═════ 文書本文 ═════

凹凸枕が最近多い理由・凹凸枕の歴史と間違った研究!?

今回は凹凸枕・波型の枕、なぜこういうものが最近多いのでしょうか?ということについて解説していきたいと思います。

・凹凸枕の歴史
実はこの凹凸枕というのは流行してきたのに歴史的な背景があるんです。
遡ること1949年、アメリカにルースジャクソン先生という女性の整形外科医の先生がいらっしゃいました。
この先生は頚椎、首の専門の整形外科医だったんですけれども、多くの頚椎疾患の患者さんを診る中で、どうもこの枕というものを夜間寝ている間に整えることは、
首の患者さんの症状を良くするためにとても重要だということを気づかれて、1940年代・50年代に著書、ご自分の本をそのことについて執筆されて出版されています。
この円筒形の枕、これが1940年代に先生が開発されたジャクソンのロールピロー、別名・頚椎枕と呼ばれています。

═════

課題内容 — 次の(a)〜(c)が本文と一致するかを「はい」か「いいえ」で答え、決め手となる本文の語句をそのまま引用せよ。(a) ルースジャクソン先生は頚椎を専門とする整形外科医だった。(b) ジャクソンのロールピローは1950年代に開発された。(c) ルースジャクソン先生はイギリスの医師だった。 資料は参照しなくてよい。

═════ 資料の抜粋 ═════

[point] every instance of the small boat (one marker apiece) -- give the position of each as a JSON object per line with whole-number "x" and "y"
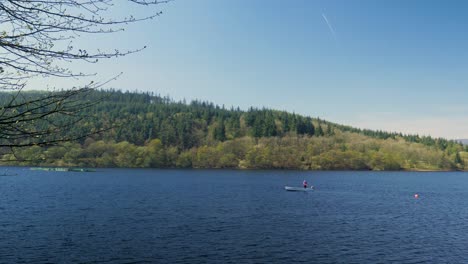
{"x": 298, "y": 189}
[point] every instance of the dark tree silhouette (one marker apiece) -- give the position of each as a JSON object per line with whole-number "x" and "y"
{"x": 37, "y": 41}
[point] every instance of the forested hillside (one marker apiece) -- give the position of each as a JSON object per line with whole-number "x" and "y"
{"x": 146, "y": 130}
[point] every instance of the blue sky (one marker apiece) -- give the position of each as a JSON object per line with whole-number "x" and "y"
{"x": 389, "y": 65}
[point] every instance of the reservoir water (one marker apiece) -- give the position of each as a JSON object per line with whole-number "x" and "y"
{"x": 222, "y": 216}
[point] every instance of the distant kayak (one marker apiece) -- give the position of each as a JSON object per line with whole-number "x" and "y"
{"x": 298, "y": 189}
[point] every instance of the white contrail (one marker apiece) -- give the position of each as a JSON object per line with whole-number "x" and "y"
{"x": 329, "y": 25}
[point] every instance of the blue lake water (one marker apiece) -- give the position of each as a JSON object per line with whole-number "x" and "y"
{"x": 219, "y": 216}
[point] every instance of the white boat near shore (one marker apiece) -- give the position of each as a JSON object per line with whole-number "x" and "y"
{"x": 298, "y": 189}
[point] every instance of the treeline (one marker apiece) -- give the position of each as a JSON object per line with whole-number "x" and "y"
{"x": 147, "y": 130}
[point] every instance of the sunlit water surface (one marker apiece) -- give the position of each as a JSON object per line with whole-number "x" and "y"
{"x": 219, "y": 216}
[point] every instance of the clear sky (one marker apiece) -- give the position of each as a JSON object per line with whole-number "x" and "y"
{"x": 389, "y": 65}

═════

解答 —
(a) はい。「この先生は頚椎、首の専門の整形外科医だった」
(b) いいえ。「1940年代に先生が開発されたジャクソンのロールピロー」
(c) いいえ。「アメリカにルースジャクソン先生という女性の整形外科医の先生がいらっしゃいました」